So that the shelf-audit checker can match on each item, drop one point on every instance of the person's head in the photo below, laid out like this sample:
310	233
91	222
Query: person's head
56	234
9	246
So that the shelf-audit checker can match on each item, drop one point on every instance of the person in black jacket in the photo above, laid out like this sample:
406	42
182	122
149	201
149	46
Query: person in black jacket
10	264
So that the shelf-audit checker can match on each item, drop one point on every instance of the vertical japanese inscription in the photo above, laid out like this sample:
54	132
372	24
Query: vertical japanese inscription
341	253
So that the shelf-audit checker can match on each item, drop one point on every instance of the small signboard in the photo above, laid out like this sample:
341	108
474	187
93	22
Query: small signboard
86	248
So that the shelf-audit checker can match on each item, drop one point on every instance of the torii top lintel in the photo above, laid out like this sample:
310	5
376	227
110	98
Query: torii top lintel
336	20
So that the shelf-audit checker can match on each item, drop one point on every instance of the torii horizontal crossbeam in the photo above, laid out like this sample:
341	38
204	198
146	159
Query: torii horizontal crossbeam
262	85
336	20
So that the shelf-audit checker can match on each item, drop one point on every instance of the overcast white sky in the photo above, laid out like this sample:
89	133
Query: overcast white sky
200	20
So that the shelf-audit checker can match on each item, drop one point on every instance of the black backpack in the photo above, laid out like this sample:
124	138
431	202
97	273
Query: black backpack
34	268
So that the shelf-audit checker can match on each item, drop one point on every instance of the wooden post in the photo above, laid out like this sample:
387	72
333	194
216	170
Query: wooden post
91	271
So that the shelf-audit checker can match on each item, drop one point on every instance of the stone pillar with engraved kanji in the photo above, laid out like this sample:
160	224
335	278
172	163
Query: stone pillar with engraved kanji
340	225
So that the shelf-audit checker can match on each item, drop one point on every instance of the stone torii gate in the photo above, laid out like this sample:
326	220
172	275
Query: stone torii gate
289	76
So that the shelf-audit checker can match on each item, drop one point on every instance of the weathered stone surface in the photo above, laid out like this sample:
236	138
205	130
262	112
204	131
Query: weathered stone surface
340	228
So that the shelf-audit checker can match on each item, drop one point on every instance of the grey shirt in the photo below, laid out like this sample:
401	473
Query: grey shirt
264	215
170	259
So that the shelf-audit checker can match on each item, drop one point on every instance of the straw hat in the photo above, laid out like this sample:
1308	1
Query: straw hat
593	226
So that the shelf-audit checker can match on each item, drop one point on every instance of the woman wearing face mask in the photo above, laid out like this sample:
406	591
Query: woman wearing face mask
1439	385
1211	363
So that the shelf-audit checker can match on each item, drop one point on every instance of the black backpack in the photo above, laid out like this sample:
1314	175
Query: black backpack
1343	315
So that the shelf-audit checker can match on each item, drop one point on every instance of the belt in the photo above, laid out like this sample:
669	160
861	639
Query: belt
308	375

Challenge: Retype the material in full, character for character.

Task solution:
So that the shelf-audit checker can match on each item, drop one point on every instance of the person's head in the photo below, laid out like this sample:
310	233
91	222
Query: person's head
56	234
9	246
So that the shelf-audit checker can match on each item, drop one point on every instance of the person in black jacket in the photo above, laid out like this sample:
406	42
182	122
149	201
149	46
Query: person in black jacket
10	264
So that the shelf-audit checker can match on each item, drop one point on every instance of the vertical japanese inscription in the photo above, laid out like this sample:
54	132
372	24
Query: vertical japanese inscription
341	253
So that the shelf-audit checker can match on each item, drop one point on every instance of the small signboard in the photo above, laid out like this sample:
341	108
474	187
93	22
Query: small signboard
86	248
So that the shelf-audit checker can match on each item, drop one point on every instance of the torii top lintel in the photo above, laid out like this sample:
310	5
376	227
110	98
Query: torii top lintel
336	20
So that the shelf-audit checker can match on each item, drop one point on every instance of the torii horizontal crossbeam in the photo above, laid out like this sample:
341	38
204	198
146	159
Query: torii horizontal crossbeam
262	85
336	20
So that the shelf-audit checker can match on each item, drop one point on every instance of the overcast white sky in the photo above, laid out like this sample:
89	133
Query: overcast white sky
200	20
So that the shelf-audit checker can match on each item, drop one point on every instance of the black backpack in the photo above, laid out like this sample:
124	138
431	202
97	273
Query: black backpack
34	268
So that the shelf-audit checker can match on each item, drop one point on every instance of the wooden post in the photo above, laid out like this sample:
387	72
333	194
216	170
Query: wooden post
91	271
So that the shelf-audit checker can match on each item, drop one point on every instance of the stone pillar with engraved kanji in the photo above, laid out like this sample:
160	224
335	278
172	163
Query: stone pillar with engraved kanji
340	225
So that the shelf-audit checker can match on each item, drop one point on every instance of the stone torii gate in the photo above, laid out like this sample:
326	220
172	275
Query: stone torii gate
289	76
So that the shelf-audit checker can match on each item, drop one point on every instance of the weathered stone surface in the photo above, laid out like this sample:
236	138
205	130
262	112
204	131
Query: weathered stone surface
340	228
So that the shelf-audit checker can match on each item, drop one point on every instance of the grey shirt in the photo below, laid out like this sample:
401	473
Query: grey shirt
264	215
170	259
So that the shelf-audit checker can match on each item, drop one point on every instance of the straw hat in the photo above, laid out like this sample:
1308	1
Query: straw hat
593	226
So that the shelf-audit checker can match on each item, drop one point on every instance of the woman wearing face mask in the photo above, laid out like this sample:
406	591
Query: woman wearing face mask
1439	385
1211	363
So that the shelf-audit checker can match on each item, drop one point on every instance of the black backpack in the photo above, laid out like this sample:
1314	175
Query: black backpack
1343	315
So that the shelf-audit checker can match on each item, drop one point on every instance of the belt in the photo above, laid out like this sample:
669	160
861	639
Query: belt
308	375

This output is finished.